== Tasks to perform ==
A. Using the ARIMA residuals post, say whether each statement agrees with it. Give yes or no, and quote the deciding words exactly. (i) ARIMA/VAR models assume residuals to be white noise. (ii) The similar question the writer points to has an answer that addresses normality. (iii) The writer has learned that residual normality matters more in some cases than in others.
B. Carry on the ARIMA residuals post from where it stops.

== Provided passage ==
====================

Time-Series ARIMA – How to Assess Normality of Residuals for Impulse Response Function Analysis

arimaimpulse responsenormality-assumptionresidualstime series

I know the issue of normality of residuals has been discussed here quite a lot, and I've learned that there are some cases in which it can be a less important hypothesis to test, while more critical in others (see for example here and especially here – discussion of the ARIMA case in the comments to the OP). Anyhow, non of the posts I read dealt specifically with the meaning of normality of residuals on the impulse response function from ARIMA type models. Thus I'm still confused about the implications of non normality (rejecting Jarque-Berra H0) in this case.

ARIMA/VAR models assume residuals to be white noise. meaning: zero mean, finite variance and no serial correlation. this can be checked with a Portmanteau test for example. But do the residuals have to be gaussian also? there is a similar question here, but the answer doesn't refer to the normality part.

====================

== Provided data ==
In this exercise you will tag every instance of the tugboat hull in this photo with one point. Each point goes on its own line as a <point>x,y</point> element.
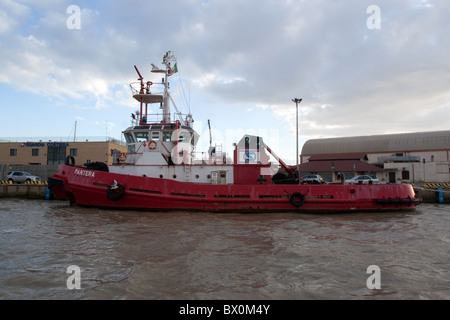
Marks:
<point>109,190</point>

====================

== Answers by task ==
A.
(i) Yes: "ARIMA/VAR models assume residuals to be white noise."
(ii) No: "the answer doesn't refer to the normality part."
(iii) Yes: "there are some cases in which it can be a less important hypothesis to test, while more critical in others"

B.
AFAIK, if W.N is also gaussian, it means that the residuals are i.i.d. I've read somewhere that i.i.d residuals are required for IRF in the case of VAR. As VAR is very much based on ARIMA, I'm inclined towards understanding that this is true for univariate ARIMA too. But since using IRF in ARIMA isn't so common, I couldn't find any definitive answer.

it would be great if anyone here could clarify this theoretically.

Practically, the reason I'm asking is that I'm banging my head trying to fit ARIMA to a bunch of time series, in order to be able find it's underlying dynamics using IRF. I've met all the other assumptions and the fit was reasonable, but I couldn't get the residuals to be normal even with differencing/power transformations and also considering level shifts etc. using tsoutliers::tso() in R. of the data. So I don't know whether I should trust any IRF results.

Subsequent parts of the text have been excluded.